| ZU BEARBEITEN |
1. Tippen Sie aus dem Text über Sbrinz und Parmesan den Abschnitt wortgetreu ab, der bei „Der Parmesan ist“ anfängt und bei „von Buttersäurenverbindungen herrührt.“ aufhört.
2. Wie viel Glutamat enthalten die beiden Käse laut dem Text über Sbrinz und Parmesan auf 100 Gramm?
3. Fassen Sie den Absatz aus dem Text über Sbrinz und Parmesan, der mit „Der Parmesan ist sowohl“ beginnt, als kurze Liste zusammen und behalten Sie dabei seine wesentlichen Angaben bei.

| SEITENAUSZUG |
╔══

Der Sbrinz ist kaum verformbar, leicht bis mittelbrüchig. Oft ist eine feinkörnige, bisweilen kristalline Struktur wahrnehmbar. Die Optik hat oft den Anschein von Elfenbeinfarben. Und von Auge beurteilt hat der Sbrinz eine eher glatte Struktur. Im Aroma ist er fruchtig und gleichzeitig auch herb-würzig mit feinen Röstaromen, die ganz fein an gerösteten und glacierten Chicorée erinnert.

Der Parmesan ist sowohl im Auge als auch im Gaumen feinkrümelig, trocken, oftmals aber noch immer ein klein wenig teigig. Im Aroma ist er im Gegensatz zum Sbrinz eher «nussiger» und er hat dieses «leicht Ranzige», das von Buttersäurenverbindungen herrührt. 

Beide Käse haben einen sehr hohen natürlichen Gehalt von über einem Gramm Glutamat auf 100 Gramm Käse. Deshalb haben beide Käse, was das «Würzen mit Käse» betrifft, einen hohen Umami-Faktor. Ein Tipp für Köche: Der Sbrinz ist genau unter der Rinde derart verhärtet, dass sich diese etwa drei Millimeter dicke Schicht oftmals kaum essen lässt. Lassen Sie das Stück trocknen und zerstossen Sie es zu einem Pulver. Das war der Geschmacksverstärker der Köche vor über hundert Jahren. Das führt am Rande erwähnt auch oft zu Missverständnissen bei der Interpretation von alten Rezepten, wenn aus «assaissoner avec un peu de fromage» «ajouter un peu de fromage» wird.

╚══

| AUFLISTUNG |
╔══

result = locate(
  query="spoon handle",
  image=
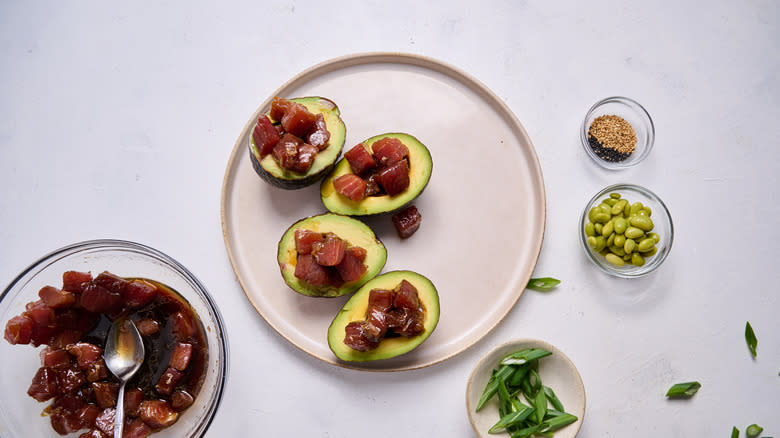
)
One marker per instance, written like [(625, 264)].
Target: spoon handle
[(119, 416)]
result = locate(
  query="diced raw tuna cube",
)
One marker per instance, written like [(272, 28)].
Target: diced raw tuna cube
[(136, 429), (44, 384), (297, 120), (105, 421), (56, 358), (106, 394), (388, 151), (73, 281), (330, 252), (320, 136), (181, 400), (360, 159), (98, 299), (407, 221), (305, 158), (181, 355), (279, 106), (111, 282), (18, 330), (139, 292), (147, 326), (70, 379), (157, 413), (85, 353), (305, 238), (265, 136), (133, 399), (351, 267), (394, 179), (309, 271), (351, 186), (286, 151), (56, 298)]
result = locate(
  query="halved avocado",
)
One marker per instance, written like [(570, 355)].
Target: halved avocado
[(355, 310), (356, 233), (270, 171), (420, 167)]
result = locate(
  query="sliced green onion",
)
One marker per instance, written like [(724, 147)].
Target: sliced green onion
[(753, 430), (492, 386), (543, 284), (558, 422), (553, 398), (686, 389), (511, 419), (524, 356), (750, 338)]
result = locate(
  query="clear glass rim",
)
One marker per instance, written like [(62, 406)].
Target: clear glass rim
[(636, 106), (639, 271), (67, 250)]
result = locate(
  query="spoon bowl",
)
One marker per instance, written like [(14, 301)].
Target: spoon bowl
[(124, 354)]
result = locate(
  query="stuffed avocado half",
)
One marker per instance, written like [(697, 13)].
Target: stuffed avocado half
[(268, 167), (420, 166), (363, 307), (329, 255)]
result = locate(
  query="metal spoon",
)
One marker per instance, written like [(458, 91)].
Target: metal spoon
[(124, 355)]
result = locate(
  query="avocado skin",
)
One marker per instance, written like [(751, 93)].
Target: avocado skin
[(372, 206), (337, 137), (355, 309), (362, 235)]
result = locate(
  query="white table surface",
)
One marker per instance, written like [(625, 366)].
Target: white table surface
[(116, 121)]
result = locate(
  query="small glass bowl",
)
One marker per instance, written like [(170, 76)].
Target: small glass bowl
[(634, 114), (662, 226), (20, 415)]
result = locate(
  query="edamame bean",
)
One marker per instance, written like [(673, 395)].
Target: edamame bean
[(633, 233), (615, 260)]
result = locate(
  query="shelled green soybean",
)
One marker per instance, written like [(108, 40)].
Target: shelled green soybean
[(622, 231)]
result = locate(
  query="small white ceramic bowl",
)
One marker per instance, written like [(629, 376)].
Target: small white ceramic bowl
[(556, 371)]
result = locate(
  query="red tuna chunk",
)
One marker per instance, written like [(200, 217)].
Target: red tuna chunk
[(394, 179), (18, 330), (351, 267), (320, 136), (180, 357), (388, 151), (73, 281), (309, 271), (157, 413), (407, 221), (44, 384), (351, 186), (98, 299), (265, 136), (330, 252), (279, 106), (304, 240), (139, 293), (360, 159), (297, 120), (56, 298)]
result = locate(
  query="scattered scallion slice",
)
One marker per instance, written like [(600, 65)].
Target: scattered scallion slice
[(750, 338), (543, 284), (686, 389)]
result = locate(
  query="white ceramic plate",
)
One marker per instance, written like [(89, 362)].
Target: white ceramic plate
[(556, 371), (483, 211)]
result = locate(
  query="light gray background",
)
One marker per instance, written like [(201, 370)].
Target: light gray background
[(117, 120)]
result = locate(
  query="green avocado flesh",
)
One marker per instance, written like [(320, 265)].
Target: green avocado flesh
[(420, 167), (356, 233), (269, 169), (355, 310)]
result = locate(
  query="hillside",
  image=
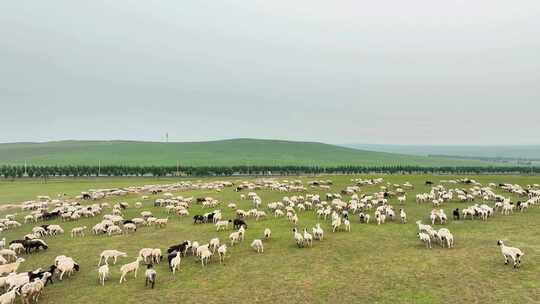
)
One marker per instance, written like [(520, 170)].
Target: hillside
[(211, 153)]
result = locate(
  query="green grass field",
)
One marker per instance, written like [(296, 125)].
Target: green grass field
[(370, 264), (213, 153)]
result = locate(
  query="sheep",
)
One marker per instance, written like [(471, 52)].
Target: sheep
[(347, 225), (510, 252), (9, 297), (298, 238), (115, 254), (161, 222), (150, 276), (403, 216), (9, 268), (103, 273), (78, 231), (308, 238), (222, 224), (67, 265), (128, 268), (364, 217), (222, 251), (156, 255), (113, 229), (31, 291), (424, 237), (318, 232), (174, 264), (205, 256), (18, 248), (9, 254), (381, 217), (267, 233), (55, 230), (130, 227), (214, 244)]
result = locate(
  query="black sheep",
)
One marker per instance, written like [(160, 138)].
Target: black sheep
[(198, 219)]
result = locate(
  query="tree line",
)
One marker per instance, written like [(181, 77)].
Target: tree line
[(19, 171)]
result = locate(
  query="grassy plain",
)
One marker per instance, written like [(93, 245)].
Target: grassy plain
[(370, 264)]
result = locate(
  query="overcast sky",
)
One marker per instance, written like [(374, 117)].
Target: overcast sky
[(390, 72)]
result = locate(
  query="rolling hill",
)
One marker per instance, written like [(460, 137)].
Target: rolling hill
[(210, 153)]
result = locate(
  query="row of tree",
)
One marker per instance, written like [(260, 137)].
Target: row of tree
[(15, 171)]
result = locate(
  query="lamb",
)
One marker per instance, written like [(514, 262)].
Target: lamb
[(67, 265), (156, 255), (424, 237), (9, 297), (347, 225), (9, 268), (308, 238), (214, 244), (78, 231), (222, 224), (17, 247), (222, 251), (55, 230), (298, 238), (128, 268), (318, 232), (403, 216), (267, 233), (336, 224), (130, 227), (174, 263), (113, 229), (9, 254), (510, 252), (150, 276), (103, 273), (257, 246), (381, 217), (205, 256), (115, 254)]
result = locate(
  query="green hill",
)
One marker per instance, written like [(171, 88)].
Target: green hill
[(223, 152)]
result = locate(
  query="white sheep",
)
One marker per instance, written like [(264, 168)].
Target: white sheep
[(205, 256), (403, 216), (511, 252), (222, 251), (308, 238), (103, 274), (257, 245), (115, 254), (128, 268), (424, 237), (298, 238), (9, 297), (267, 233), (214, 244), (175, 263), (78, 231)]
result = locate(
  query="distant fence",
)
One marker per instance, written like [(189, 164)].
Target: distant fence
[(16, 171)]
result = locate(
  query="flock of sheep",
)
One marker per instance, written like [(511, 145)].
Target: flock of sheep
[(332, 208)]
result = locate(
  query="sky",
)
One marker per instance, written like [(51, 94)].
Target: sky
[(380, 72)]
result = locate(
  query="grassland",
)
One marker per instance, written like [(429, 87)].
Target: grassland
[(371, 264), (212, 153)]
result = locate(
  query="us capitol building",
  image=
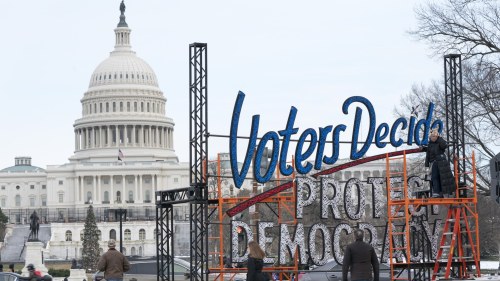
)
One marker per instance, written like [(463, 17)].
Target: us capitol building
[(123, 113), (123, 116)]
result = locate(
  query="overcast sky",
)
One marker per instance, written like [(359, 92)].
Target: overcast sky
[(308, 54)]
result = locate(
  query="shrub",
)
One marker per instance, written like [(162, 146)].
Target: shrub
[(59, 272)]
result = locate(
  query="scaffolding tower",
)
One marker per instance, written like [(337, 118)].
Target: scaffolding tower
[(458, 249)]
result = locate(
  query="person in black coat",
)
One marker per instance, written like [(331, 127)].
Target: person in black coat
[(441, 176), (360, 258), (255, 263)]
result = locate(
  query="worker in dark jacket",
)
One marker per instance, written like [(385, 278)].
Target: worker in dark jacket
[(361, 259), (441, 176), (113, 263)]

╚══

| ENDERGEBNISSE |
1.
Der Parmesan ist sowohl im Auge als auch im Gaumen feinkrümelig, trocken, oftmals aber noch immer ein klein wenig teigig. Im Aroma ist er im Gegensatz zum Sbrinz eher «nussiger» und er hat dieses «leicht Ranzige», das von Buttersäurenverbindungen herrührt.

2. Über ein Gramm Glutamat auf 100 Gramm Käse.

3.
- Für Auge und Gaumen feinkrümelig und trocken, oft noch ein wenig teigig
- Aroma im Gegensatz zum Sbrinz eher nussig
- Leicht ranzige Note, die von Buttersäurenverbindungen herrührt